Required tasks >>
1 > Decide whether each statement agrees with the post on nature photography, answering yes or no and quoting the words of the post that settle it. (a) For the butterfly image, the writer chose to underexpose the background. (b) The senior wildlife photographer urged the writer to make more original and creative images. (c) The comment says a camera can detect more tonal ranges than the eye.
2 > Copy the passage of the post on nature photography between "Off late i too" and "and on and on.", inclusive.

I often hear views that a nature photograph should faithfully portray what is seen by human eyes. I would agree to this if purpose of nature photography is only documentation. First of all the medium of capture (sensor/slide/negative) has inherent limitation compared to human eyes and it is theoretically impossible to portray what we see. For example there is no way I could have made an image of the above butterfly which truly appears like what I saw - either we over expose butterfly or under expose background. Obviously I decided to do latter. Isn’t this a nature photograph ? Is this a manipulation ? Should I selectively open up only background by about 2+ stops to show traces of some branches if any? Isn’t it a selective manipulation then - since people think a modification applied to an image as a whole is only considered OK ? Are we waiting for some supreme authorities to tell us what is accepted and what is not ? We have come all the way from digital is unacceptable to cropping is ok to modifications applied to whole image is ok but not to part of the images to crops, curves a little bit of dodging/burning is ok to … What is that next rule that we are waiting for ? I am not talking about placing a tiger’s head on elephant’s using an image processing software but some of us seem to create boundaries for ourselves in terms of what is accepted. Recently I was talking to a very senior wild life photographer and was telling him I am tired of seeing stereotypic images of xyz bird with feed kind of images and we need to think of something more original and creative. He asked me - “God has created everything, what is there for us to create?” - needless to say I strongly disagreed with him. We are not talking about physically creating something here - but some new perspectives that our inner vision sees and we giving it an expression in the form of an image.
I think following strict rules on what should nature photography be is killing our own creativity. I do think human mind wants to see perspectives which are beyond faithful representation of physical world.



Ganesh,
Reading the above text it really feels like lot of things running in your head when you are putting it across into words.
Off late i too have seen in lot of forums that a lot of emphasis is given on close portraits of birds/mammals, background blur(bokeh), compositional rules, exposure etc. But do we want to have few more decades of the following same old “Art of bird photography” ?
Our eyes can detect more tonal ranges than what a camera can - isnt this false representation of the image ? My F2.8 lens gives me a smooth background for a flower which my naked eye cant identify . . . the list goes on and on and on.

Material supplied >>
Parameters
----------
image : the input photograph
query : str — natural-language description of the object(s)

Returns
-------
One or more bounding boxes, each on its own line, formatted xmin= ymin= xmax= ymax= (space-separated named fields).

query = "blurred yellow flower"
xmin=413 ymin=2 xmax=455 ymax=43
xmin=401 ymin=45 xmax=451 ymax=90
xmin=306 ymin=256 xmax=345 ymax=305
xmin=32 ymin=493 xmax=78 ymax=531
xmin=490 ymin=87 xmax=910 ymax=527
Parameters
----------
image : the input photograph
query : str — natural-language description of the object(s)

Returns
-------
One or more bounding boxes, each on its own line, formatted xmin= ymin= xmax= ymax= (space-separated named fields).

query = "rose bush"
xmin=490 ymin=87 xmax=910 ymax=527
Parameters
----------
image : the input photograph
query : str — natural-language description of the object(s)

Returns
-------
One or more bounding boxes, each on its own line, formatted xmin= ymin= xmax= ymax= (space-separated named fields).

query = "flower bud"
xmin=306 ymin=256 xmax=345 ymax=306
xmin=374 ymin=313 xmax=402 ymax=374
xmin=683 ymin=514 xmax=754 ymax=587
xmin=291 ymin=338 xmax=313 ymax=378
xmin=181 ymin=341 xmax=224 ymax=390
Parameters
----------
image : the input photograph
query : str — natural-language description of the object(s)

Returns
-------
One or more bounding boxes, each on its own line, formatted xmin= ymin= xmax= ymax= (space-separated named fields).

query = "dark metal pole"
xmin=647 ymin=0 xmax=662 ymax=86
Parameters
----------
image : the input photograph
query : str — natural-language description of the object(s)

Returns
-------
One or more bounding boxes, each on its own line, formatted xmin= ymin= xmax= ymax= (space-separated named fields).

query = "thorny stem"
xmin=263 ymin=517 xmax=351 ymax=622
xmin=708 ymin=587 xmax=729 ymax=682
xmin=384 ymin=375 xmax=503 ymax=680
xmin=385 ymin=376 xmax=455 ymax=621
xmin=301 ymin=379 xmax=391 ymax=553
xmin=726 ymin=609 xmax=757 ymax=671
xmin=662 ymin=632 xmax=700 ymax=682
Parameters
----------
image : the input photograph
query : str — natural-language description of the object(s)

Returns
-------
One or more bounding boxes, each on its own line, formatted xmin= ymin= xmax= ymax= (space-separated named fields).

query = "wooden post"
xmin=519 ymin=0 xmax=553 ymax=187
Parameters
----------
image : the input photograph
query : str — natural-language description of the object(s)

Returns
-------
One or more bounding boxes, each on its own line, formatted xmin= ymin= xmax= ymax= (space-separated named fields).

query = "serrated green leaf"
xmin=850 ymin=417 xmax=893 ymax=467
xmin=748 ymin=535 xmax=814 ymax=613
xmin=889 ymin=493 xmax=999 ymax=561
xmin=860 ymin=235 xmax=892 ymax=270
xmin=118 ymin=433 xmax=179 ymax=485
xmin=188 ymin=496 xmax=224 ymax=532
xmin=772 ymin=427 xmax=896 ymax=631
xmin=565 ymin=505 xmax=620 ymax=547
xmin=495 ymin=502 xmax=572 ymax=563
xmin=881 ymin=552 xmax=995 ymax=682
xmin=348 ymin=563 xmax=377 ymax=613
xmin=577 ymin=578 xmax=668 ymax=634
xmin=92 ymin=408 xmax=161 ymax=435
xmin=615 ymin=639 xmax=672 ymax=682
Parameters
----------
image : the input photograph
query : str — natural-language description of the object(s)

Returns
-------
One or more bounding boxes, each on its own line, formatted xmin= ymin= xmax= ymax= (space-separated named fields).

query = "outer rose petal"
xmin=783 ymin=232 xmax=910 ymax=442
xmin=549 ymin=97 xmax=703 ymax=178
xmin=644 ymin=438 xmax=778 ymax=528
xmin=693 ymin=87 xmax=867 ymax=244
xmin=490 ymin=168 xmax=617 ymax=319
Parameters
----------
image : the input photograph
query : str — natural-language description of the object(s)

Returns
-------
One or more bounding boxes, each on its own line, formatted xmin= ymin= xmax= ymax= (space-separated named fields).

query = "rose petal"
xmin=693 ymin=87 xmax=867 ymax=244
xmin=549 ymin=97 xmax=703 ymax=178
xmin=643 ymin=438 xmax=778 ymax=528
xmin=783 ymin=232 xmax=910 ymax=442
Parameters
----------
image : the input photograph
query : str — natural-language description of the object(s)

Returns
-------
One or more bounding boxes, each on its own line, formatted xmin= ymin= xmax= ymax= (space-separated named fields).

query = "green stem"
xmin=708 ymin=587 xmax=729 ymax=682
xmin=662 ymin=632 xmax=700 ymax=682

Solutions >>
1 >
(a) Yes: "either we over expose butterfly or under expose background. Obviously I decided to do latter."
(b) No: "He asked me - “God has created everything, what is there for us to create?” - needless to say I strongly disagreed with him."
(c) No: "Our eyes can detect more tonal ranges than what a camera can"

2 >
Off late i too have seen in lot of forums that a lot of emphasis is given on close portraits of birds/mammals, background blur(bokeh), compositional rules, exposure etc. But do we want to have few more decades of the following same old “Art of bird photography” ?
Our eyes can detect more tonal ranges than what a camera can - isnt this false representation of the image ? My F2.8 lens gives me a smooth background for a flower which my naked eye cant identify . . . the list goes on and on and on.